Konbini | Qui es-tu ?
Hervé | Je m’appelle Hervé, je suis auteur-compositeur-producteur. Je chante aussi.
D’où viens-tu ?
Je viens de banlieue parisienne, entre Versailles et Trappes. J’ai grandi dans une petite ville qui s’appelle Fontenay-le-Fleury.
Où et quand es-tu né ?
À Saint-Cyr-l’École le 19 février 1991. L’année de la mort de Serge Gainsbourg.
© Loreleï Buser Suero
Quand est-ce que tu as commencé la musique ?
J’ai pris des cours de musique quand j’avais une douzaine d’années. Il y avait une compil’ de piano à la maison, avec genre “les vingt plus grands chefs-d’œuvre du piano classique”. Pourtant ce n’est pas dans la culture familiale. Mais il y avait cette compil’-là, et quand je l’ai écoutée, ça m’a procuré des sensations dans mon corps qui me dépassaient un peu. Donc ma mère a commencé à regarder comment on pouvait choper un piano d’occas. J’ai commencé et j’étais extrêmement nul, j’ai eu un blocage. J’allais à l’école de musique de ma ville, avec un prof bulgare qui jouait à la Game Boy.

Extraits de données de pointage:
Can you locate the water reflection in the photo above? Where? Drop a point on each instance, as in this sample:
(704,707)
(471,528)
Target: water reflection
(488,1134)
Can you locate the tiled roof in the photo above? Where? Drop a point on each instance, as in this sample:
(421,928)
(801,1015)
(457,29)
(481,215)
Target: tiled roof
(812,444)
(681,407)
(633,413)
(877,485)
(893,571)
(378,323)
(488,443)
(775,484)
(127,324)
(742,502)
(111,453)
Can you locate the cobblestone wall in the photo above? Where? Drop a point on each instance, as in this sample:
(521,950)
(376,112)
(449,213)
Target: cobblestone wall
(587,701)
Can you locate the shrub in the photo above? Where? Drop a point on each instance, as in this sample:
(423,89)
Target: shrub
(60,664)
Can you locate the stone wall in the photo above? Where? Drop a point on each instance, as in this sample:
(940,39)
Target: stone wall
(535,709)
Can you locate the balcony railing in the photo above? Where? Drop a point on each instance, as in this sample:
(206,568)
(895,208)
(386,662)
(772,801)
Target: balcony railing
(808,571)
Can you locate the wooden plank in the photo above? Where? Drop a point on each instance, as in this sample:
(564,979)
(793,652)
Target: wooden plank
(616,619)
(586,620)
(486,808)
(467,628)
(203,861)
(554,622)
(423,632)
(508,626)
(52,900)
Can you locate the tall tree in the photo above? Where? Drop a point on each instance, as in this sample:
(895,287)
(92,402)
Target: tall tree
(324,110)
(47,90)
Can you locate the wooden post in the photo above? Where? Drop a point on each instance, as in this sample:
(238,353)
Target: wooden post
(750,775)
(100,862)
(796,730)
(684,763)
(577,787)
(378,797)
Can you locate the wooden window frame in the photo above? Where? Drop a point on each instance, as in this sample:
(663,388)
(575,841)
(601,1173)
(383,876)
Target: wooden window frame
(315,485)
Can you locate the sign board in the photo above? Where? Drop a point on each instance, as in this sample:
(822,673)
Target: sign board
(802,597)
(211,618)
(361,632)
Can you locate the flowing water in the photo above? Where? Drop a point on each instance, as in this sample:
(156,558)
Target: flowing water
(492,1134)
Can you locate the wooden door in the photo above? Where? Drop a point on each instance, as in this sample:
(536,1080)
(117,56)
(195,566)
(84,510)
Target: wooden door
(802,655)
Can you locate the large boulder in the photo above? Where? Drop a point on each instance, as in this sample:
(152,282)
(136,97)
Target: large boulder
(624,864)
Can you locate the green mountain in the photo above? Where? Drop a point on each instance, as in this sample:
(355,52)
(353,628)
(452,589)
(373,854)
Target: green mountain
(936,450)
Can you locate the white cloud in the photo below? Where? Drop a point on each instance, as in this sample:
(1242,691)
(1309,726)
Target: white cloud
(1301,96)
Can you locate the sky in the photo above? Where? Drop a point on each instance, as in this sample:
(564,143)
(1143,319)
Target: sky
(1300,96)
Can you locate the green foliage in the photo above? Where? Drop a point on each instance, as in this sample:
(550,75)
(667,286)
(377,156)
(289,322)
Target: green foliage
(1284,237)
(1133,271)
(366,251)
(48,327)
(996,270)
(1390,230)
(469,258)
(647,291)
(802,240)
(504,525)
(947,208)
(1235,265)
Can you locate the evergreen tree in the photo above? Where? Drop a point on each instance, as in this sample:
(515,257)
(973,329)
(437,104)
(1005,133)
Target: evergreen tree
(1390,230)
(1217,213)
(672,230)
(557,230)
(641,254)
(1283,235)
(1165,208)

==

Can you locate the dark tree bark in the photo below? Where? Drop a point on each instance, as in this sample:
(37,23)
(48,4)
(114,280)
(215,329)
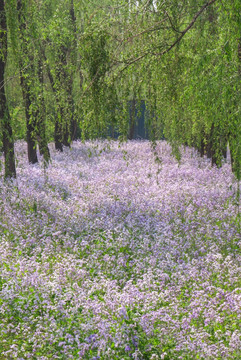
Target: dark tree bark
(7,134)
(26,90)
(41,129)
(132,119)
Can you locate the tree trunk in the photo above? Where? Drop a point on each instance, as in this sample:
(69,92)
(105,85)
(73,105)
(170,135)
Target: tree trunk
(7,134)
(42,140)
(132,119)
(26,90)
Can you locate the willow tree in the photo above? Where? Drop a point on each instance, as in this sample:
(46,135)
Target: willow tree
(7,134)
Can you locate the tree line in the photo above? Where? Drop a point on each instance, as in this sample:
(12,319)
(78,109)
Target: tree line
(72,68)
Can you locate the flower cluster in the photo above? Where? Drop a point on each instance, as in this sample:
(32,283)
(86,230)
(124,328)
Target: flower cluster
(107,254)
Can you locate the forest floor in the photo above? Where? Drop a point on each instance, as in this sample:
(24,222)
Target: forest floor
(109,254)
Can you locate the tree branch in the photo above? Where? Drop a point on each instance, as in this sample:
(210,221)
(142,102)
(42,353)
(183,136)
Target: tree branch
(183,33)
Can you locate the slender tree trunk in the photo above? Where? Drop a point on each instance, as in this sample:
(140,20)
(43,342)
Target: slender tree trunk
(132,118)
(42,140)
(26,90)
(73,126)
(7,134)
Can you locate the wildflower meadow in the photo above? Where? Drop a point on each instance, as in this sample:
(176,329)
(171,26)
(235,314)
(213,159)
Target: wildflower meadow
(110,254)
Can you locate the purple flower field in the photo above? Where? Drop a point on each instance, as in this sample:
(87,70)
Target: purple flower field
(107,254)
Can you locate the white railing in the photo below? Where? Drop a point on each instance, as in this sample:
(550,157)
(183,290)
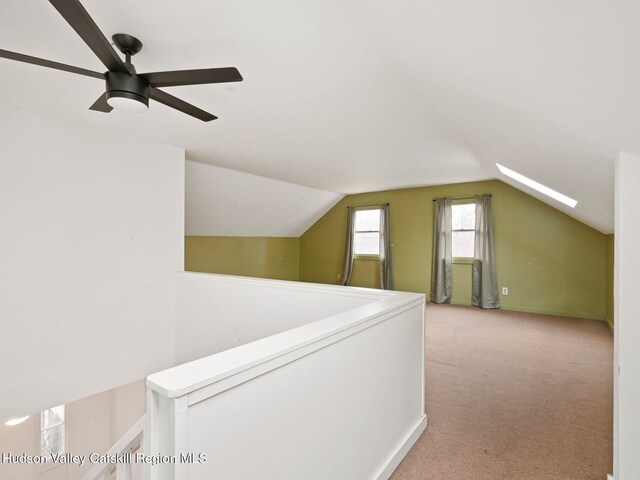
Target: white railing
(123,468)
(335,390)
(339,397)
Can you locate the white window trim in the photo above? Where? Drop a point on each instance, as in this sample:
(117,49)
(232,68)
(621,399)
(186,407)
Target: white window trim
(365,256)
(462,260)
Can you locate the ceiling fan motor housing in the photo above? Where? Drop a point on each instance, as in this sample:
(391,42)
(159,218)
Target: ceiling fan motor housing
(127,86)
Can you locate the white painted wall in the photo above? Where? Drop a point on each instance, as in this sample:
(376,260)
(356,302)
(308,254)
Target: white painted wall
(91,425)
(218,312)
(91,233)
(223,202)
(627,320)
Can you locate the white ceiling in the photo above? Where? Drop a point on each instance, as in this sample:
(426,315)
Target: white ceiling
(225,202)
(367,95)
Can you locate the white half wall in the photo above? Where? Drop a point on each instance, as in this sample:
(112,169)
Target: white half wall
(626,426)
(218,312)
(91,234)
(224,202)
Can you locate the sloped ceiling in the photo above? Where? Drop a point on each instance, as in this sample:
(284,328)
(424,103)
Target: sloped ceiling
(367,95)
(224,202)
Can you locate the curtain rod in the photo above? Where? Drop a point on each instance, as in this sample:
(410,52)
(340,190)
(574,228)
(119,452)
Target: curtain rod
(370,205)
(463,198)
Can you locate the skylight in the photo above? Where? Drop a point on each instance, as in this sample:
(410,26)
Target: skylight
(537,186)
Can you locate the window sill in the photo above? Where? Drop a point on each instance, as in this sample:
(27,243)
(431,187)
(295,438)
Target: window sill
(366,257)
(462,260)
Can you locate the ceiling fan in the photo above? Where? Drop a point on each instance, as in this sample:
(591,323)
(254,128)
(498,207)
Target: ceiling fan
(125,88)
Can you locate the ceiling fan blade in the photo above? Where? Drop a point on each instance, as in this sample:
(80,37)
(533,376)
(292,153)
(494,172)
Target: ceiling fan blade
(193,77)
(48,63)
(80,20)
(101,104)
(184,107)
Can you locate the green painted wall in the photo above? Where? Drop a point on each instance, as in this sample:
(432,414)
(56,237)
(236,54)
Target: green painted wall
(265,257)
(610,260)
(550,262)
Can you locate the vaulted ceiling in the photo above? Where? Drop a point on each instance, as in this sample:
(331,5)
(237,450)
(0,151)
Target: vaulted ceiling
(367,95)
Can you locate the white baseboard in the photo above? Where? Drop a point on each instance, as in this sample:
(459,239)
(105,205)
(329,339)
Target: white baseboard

• Objectif A: Dans l'entretien avec Hervé, dans quelle ville dit-il avoir grandi ?
• Objectif B: Recopiez mot pour mot, s'il vous plaît, les lignes des entrées en commençant par celle qui contient « Can you locate the window » et en terminant par celle qui contient « Target: white baseboard », ces deux lignes comprises.
Le texte et les entrées proviennent de sources différentes.

• Réponse attendue A: À Fontenay-le-Fleury.

• Réponse attendue B:
Can you locate the window sill in the photo above? Where? Drop a point on each instance, as in this sample:
(27,243)
(431,187)
(295,438)
Target: window sill
(366,257)
(462,260)
Can you locate the ceiling fan in the photo above? Where? Drop a point on each instance, as in this sample:
(591,323)
(254,128)
(498,207)
Target: ceiling fan
(125,88)
Can you locate the ceiling fan blade in the photo above? Where? Drop a point on each instance, as in this sample:
(80,37)
(533,376)
(292,153)
(494,172)
Target: ceiling fan blade
(193,77)
(48,63)
(80,20)
(101,104)
(184,107)
Can you locate the green painted wall in the photo above? Where? Drop a point on each instance, as in this sample:
(432,414)
(56,237)
(236,54)
Target: green painted wall
(265,257)
(610,260)
(550,262)
Can you locate the vaulted ceiling in the photo above? Where? Drop a point on each instance, as in this sample:
(331,5)
(237,450)
(0,151)
Target: vaulted ceiling
(367,95)
Can you locate the white baseboard in the photo above? Where? Drop a point on each instance, as in this sample:
(459,239)
(105,205)
(329,339)
Target: white baseboard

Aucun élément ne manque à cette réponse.